== EXERCISE MATERIALS ==
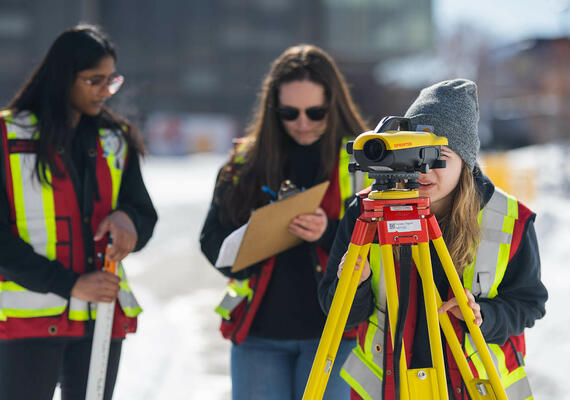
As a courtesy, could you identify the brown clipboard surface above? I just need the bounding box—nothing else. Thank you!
[232,182,329,272]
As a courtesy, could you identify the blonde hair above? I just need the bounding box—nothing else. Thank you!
[440,163,481,278]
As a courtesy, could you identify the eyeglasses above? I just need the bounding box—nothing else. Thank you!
[77,75,125,95]
[277,106,328,121]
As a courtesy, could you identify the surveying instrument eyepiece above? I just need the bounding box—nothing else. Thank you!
[303,117,507,400]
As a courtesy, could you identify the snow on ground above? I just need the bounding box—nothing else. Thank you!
[56,146,570,400]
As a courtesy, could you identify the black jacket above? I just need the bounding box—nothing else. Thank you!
[0,117,158,298]
[319,170,548,348]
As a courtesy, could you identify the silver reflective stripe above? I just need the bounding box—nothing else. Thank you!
[465,333,501,373]
[7,113,48,257]
[367,252,386,365]
[340,349,384,400]
[219,292,246,312]
[471,189,512,297]
[350,169,366,193]
[0,290,67,310]
[505,376,532,400]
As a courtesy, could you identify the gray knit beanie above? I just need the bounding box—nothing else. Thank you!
[405,79,479,170]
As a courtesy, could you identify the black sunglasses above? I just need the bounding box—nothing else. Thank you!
[277,106,328,121]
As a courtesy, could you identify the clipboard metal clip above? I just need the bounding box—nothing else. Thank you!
[277,179,302,200]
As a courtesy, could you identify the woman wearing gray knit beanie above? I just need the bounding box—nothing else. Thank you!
[319,79,548,400]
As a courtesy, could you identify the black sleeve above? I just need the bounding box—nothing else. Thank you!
[319,198,374,329]
[477,215,548,345]
[200,173,261,279]
[0,141,79,298]
[117,151,158,251]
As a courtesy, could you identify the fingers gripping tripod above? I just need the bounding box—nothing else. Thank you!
[303,188,507,400]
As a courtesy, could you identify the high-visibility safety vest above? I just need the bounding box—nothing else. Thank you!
[215,138,372,344]
[341,188,532,400]
[0,111,142,339]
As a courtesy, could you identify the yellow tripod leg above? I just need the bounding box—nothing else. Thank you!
[380,244,410,400]
[303,243,370,400]
[432,236,508,400]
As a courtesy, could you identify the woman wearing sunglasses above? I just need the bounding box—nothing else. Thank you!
[0,26,157,400]
[200,45,365,400]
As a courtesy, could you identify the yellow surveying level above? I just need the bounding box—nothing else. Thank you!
[303,117,507,400]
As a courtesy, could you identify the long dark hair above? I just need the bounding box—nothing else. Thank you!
[217,44,366,225]
[7,25,144,183]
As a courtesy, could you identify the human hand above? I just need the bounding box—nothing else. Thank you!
[71,271,120,303]
[93,210,138,261]
[438,288,483,326]
[288,207,328,242]
[336,253,371,285]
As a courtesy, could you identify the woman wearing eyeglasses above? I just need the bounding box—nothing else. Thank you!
[200,45,365,400]
[0,26,157,400]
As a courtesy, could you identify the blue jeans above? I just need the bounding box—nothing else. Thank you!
[231,336,356,400]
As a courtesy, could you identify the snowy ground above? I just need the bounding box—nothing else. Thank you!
[56,146,570,400]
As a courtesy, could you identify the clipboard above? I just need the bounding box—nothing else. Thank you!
[232,181,329,272]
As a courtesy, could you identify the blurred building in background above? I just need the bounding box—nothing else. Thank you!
[0,0,434,154]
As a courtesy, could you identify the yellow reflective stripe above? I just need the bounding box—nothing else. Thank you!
[42,167,57,260]
[10,153,30,243]
[69,309,97,321]
[2,305,66,318]
[0,281,27,292]
[338,138,352,219]
[340,369,373,400]
[501,367,526,389]
[487,343,509,377]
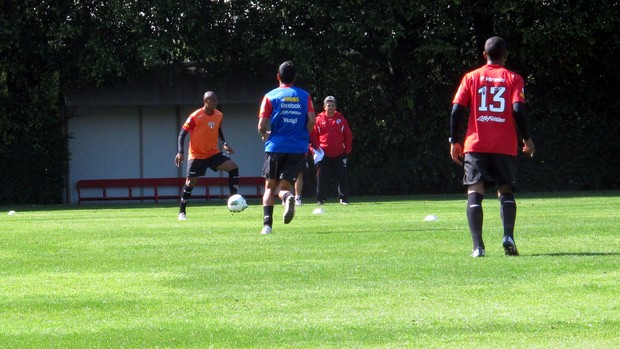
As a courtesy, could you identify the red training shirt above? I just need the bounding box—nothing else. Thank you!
[310,111,353,158]
[452,64,525,156]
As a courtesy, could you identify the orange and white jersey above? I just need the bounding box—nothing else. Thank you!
[183,108,224,159]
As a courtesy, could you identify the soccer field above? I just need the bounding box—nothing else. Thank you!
[0,192,620,348]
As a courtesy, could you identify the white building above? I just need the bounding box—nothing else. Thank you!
[65,68,277,203]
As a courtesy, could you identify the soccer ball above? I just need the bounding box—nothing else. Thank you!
[228,194,248,212]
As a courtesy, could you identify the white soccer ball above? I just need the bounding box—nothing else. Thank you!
[228,194,248,212]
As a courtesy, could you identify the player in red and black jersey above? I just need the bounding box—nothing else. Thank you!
[449,36,535,257]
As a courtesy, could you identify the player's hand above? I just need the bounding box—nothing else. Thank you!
[174,154,183,167]
[450,143,463,166]
[261,131,271,142]
[224,143,235,154]
[523,138,536,158]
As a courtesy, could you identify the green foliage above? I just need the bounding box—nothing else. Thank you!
[0,192,620,349]
[0,0,620,202]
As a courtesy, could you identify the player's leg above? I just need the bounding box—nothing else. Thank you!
[497,185,519,256]
[316,156,332,205]
[178,159,207,221]
[261,153,278,235]
[179,177,198,221]
[278,153,306,224]
[211,154,239,196]
[466,182,485,257]
[261,179,277,235]
[493,154,519,256]
[334,155,349,205]
[463,153,488,257]
[295,171,304,206]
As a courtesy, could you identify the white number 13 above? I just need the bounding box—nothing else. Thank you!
[478,86,506,113]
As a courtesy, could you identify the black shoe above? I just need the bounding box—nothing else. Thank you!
[502,236,519,256]
[282,195,295,224]
[471,247,486,258]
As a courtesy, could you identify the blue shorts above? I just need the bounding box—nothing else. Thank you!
[263,153,306,184]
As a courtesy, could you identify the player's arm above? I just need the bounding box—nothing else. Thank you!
[306,112,316,132]
[306,95,316,133]
[174,128,188,167]
[258,96,273,142]
[448,103,465,166]
[512,102,536,156]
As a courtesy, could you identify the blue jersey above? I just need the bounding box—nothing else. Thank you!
[259,86,314,154]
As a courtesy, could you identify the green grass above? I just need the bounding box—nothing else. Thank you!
[0,192,620,348]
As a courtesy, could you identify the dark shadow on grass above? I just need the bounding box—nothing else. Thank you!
[315,228,449,235]
[522,252,620,257]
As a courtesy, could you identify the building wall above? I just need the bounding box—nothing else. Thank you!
[67,100,264,203]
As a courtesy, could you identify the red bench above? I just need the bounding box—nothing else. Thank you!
[77,177,265,203]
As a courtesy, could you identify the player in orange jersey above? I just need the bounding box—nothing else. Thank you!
[174,91,239,220]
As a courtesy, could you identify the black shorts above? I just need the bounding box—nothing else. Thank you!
[187,153,230,177]
[263,153,306,183]
[463,153,517,191]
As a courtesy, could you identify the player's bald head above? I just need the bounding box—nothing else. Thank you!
[202,91,217,101]
[484,36,508,61]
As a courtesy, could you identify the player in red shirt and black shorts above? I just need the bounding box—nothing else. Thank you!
[449,36,535,257]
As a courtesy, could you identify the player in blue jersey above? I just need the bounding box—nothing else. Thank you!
[258,61,316,234]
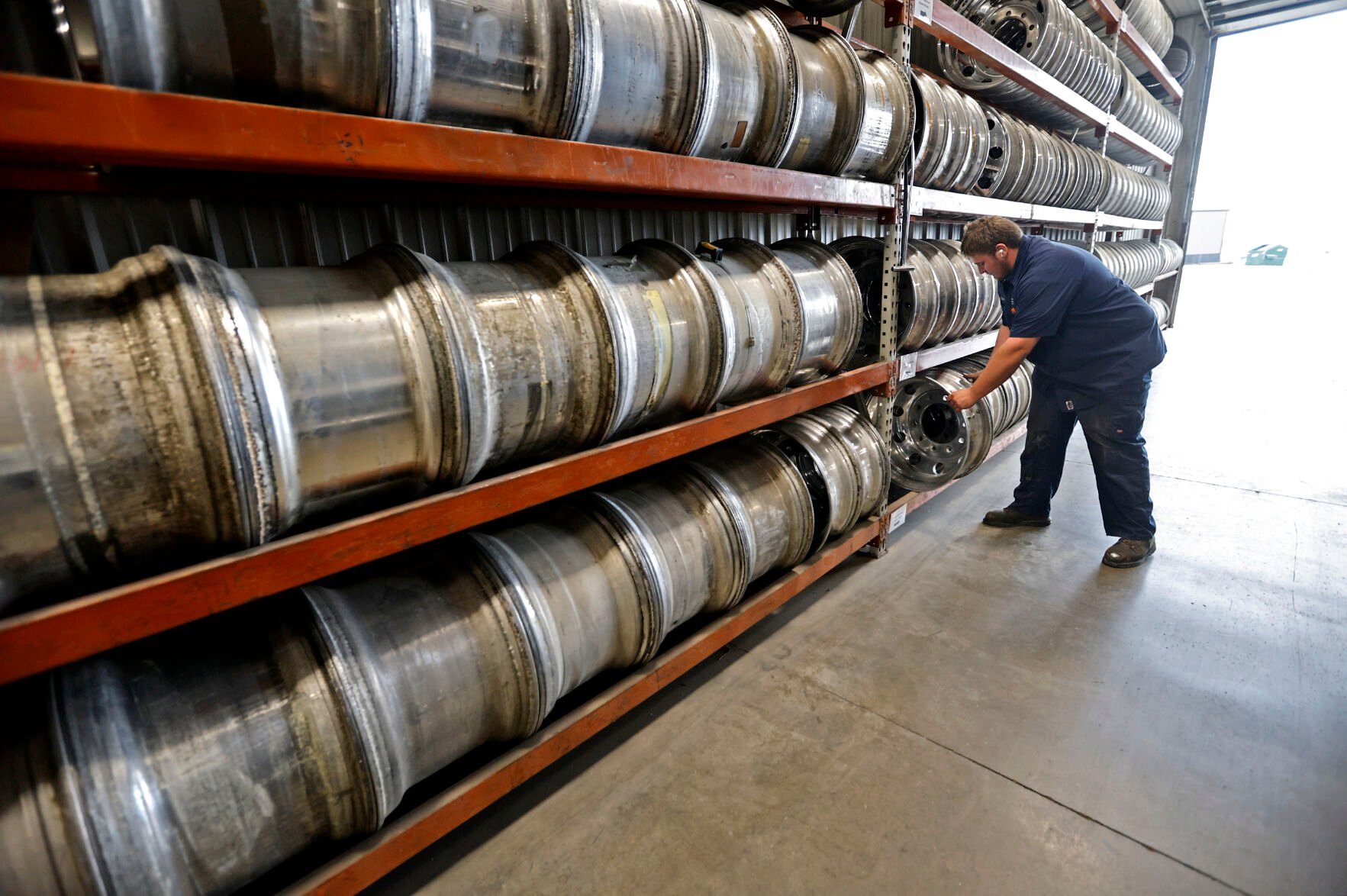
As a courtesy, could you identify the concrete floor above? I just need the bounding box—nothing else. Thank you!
[380,267,1347,893]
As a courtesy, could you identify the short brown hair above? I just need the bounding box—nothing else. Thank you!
[959,214,1023,255]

== WHAT THE TASK REQUIRES ==
Please copy out every line above word for word, leaving out the pictures.

== CORRECT RESULT ==
As a courtesy, could you identify the brown clipboard surface above? I just need the bounding box—nothing else. Thank you!
[232,182,329,272]
As a courtesy, could you identify the blonde hair above? I just need the bounding box—nothing else. Thank you!
[440,163,481,278]
As a courtesy, could you identify the eyeglasses above? I just need the bounding box—nothing else. Thank you!
[77,75,125,95]
[277,106,328,121]
As a courtesy, could you identify the surveying instrument eyepiece above? I just need the bounding box—nothing else. Thank you!
[303,117,507,400]
As a courtesy, could you identify the snow on ground above? I just need the bounding box—nothing else. Thank you!
[56,146,570,400]
As a courtesy, could you identify the black jacket above? I just need the bounding box—nothing else. Thank you!
[0,117,158,298]
[319,170,548,348]
As a courtesy, could you identify the silver reflective stripe above? I just need the bounding box—nothing else. Thank you!
[465,333,501,373]
[7,113,48,257]
[367,252,386,365]
[340,349,384,400]
[219,292,246,312]
[471,189,512,297]
[350,169,366,193]
[0,290,67,310]
[505,376,532,400]
As a courtesy, could you identify the gray knit beanie above? I just need the bounding box—nothing else. Thank you!
[405,79,479,170]
As a courtesy, could you identify the black sunglasses above? I just need the bounding box—nothing else. Thank you!
[277,106,328,121]
As a courtesy, could you identify the clipboard metal clip above? I just need the bounding box—nothing else. Thank you!
[277,179,302,200]
As a courtesy, could you identify the woman wearing gray knit beanie above? I just need the bounding box—nothing else. Thank you!
[319,79,548,400]
As a courtesy, could you identify the black sleeve above? I just need the bounding box—nothing else. Thank you!
[319,198,374,329]
[477,215,548,345]
[200,173,261,279]
[0,141,79,298]
[117,151,158,251]
As a courtesy, could you identify the fingers gripping tripod above? I just need the bounding box—nothing else. Thank you!
[303,188,507,400]
As a courtesy, could you identify the high-visibility safety vest above? I just need the bounding box—nothing else. Thank you!
[215,138,372,344]
[341,188,532,400]
[0,111,142,339]
As a courtesy, could you identify the yellow tripod leg above? I just need the bounding box—nothing else. Thank you!
[380,244,410,400]
[303,243,370,400]
[432,236,508,400]
As a courtesy, could you identify the woman wearing sunglasses above? I just need the bounding box—nothing else. Thank you!
[0,26,157,400]
[200,45,365,400]
As a courtesy, could you identify the yellow surveying level above? I just need the bounding box—nothing else. Thank you!
[303,117,507,400]
As a courtesy, could you identify the long dark hair above? I just need the bounding box—nothing else. Thank you!
[217,44,366,225]
[7,25,144,183]
As a courtesy, could you identify the human hand above? I just need the bounding box—nothing else. Thank you!
[71,271,120,303]
[93,210,138,261]
[438,288,483,326]
[288,207,328,242]
[336,253,371,285]
As a courtesy, could you identify the woman wearing eyeglasses above? I just need the bounding box—nothing else. Thank you!
[200,45,365,400]
[0,26,157,400]
As a courtesy, could you identify the blue jeans above? I just need the bounding box—nothing else. Thank you!
[231,336,356,400]
As a courtesy, could you identify the snowy ground above? I just need the bounding box—nothing else. Thank you!
[56,146,570,400]
As a courtesy, could you identify the clipboard above? I just need the bounding box—nothing else. Thank you!
[232,181,329,272]
As a courtesy, could you identify the blurred building in background above? I just need the bounding box—nothing else. Thank you!
[0,0,434,154]
As a courtesy, could you identify the yellow reflective stripe above? I just need the bounding box—nothing else. Thank you!
[42,167,57,260]
[10,153,30,243]
[69,309,97,321]
[2,305,66,318]
[0,281,27,292]
[338,138,352,219]
[340,369,373,400]
[501,367,526,389]
[487,343,509,377]
As a courtesy, could you identify the red training shirt above? I just need the bounding box—nothing else. Thank you!
[310,111,353,158]
[452,64,525,156]
As a courtesy, could you identify the orange and white jersey above? I just need the bounding box—nothing else. Thank you!
[183,108,224,159]
As a courtesy, could you identify the soccer field above? I just need the bounding box—nothing else. Thank you!
[0,192,620,348]
As a courtesy, could you identify the white building above? I just need the bounding box—nothing else. Thank you!
[65,68,277,203]
As a courtesy, could you identify the soccer ball above? I just need the bounding box—nothing else. Thank you!
[228,194,248,212]
As a courtesy, could you identify the white soccer ball above? I just need the bounding box—nothing else. Thank you!
[228,194,248,212]
As a courtesy, could you identify the player in red and black jersey above? I just need the bounding box—nothing else. Thank you!
[449,36,535,257]
As a courtesy, could you identify the player's hand above? I just need the bounding box—nothing else. Thank you!
[174,154,183,167]
[450,143,463,166]
[261,131,271,142]
[224,143,235,154]
[523,138,536,158]
As a courtesy, could you identify the green foliage above? I just need the bounding box—nothing else. Thank you!
[0,192,620,349]
[0,0,620,202]
As a courtesy, could you identify the player's leg above? I just need the bounding box—nothing else. Thank you!
[497,185,519,256]
[316,156,332,205]
[178,159,207,221]
[261,153,278,235]
[179,177,198,221]
[278,153,306,224]
[211,154,239,196]
[466,182,485,257]
[261,179,277,235]
[493,154,519,256]
[334,155,349,205]
[463,153,488,257]
[295,171,304,206]
As a courtesy, could you identify the white number 13 above? I just need the bounding box—nothing else. Thank you!
[478,86,506,113]
As a courtesy, could you identify the black shoe above? I just need the bounding box—nothing else. Thank you!
[502,236,519,256]
[282,195,295,224]
[471,247,486,258]
As a courtesy, could you identify the blue shorts above? I just need the bounding box—nothing else. Thank you!
[263,153,306,184]
As a courtesy, could you identify the player's arm above? I just need the bounding box—nothing else. Thank you!
[306,112,316,132]
[306,95,316,133]
[174,128,188,167]
[258,96,273,142]
[448,103,465,166]
[512,102,536,156]
As a courtesy, could you identify the blue jersey above? I just need the bounding box—nothing else. Thank you!
[259,86,314,154]
As a courtesy, could you identify the green grass above? I just need the bounding box—nothing else. Thank you!
[0,192,620,348]
As a courtesy, could you identify the dark shadow on grass above? I just need the bounding box—nothing else. Thank you!
[315,228,449,235]
[522,252,620,257]
As a courtesy, could you identify the building wall above? I just need the bounding box—nothing else. Thank you!
[67,100,264,203]
As a courtesy, could you identify the red bench above? I just need the bounding box—nothing else. Thank you!
[77,177,265,203]
As a courtesy, could you identify the player in orange jersey above? I just need the bounding box—nothing else. Thank you!
[174,91,239,220]
As a courtesy, could you identify the black shorts above? I just need the bounding box—nothing else. Thank you!
[187,153,230,177]
[263,153,306,183]
[463,153,517,191]
As a courtesy, could you identify the player's bald head above? I just need the bounding box—nothing else. Thank you!
[202,91,217,101]
[484,36,508,61]
As a courtesy, could you identify the player in red shirt and black shorts above? I just need the bounding box—nothing else. Thank you!
[449,36,535,257]
As a courtesy, could you identify the player in blue jersey above? I just need the bounding box—nothing else. Thank you!
[258,61,316,234]
As a courtesy, could you identify the concrete floor above? I just need the bounding box—nothing else. Thank you!
[380,267,1347,893]
As a courtesy, could you identify the short brown hair above? I just need the bounding box—nothing else. Thank you!
[959,214,1023,255]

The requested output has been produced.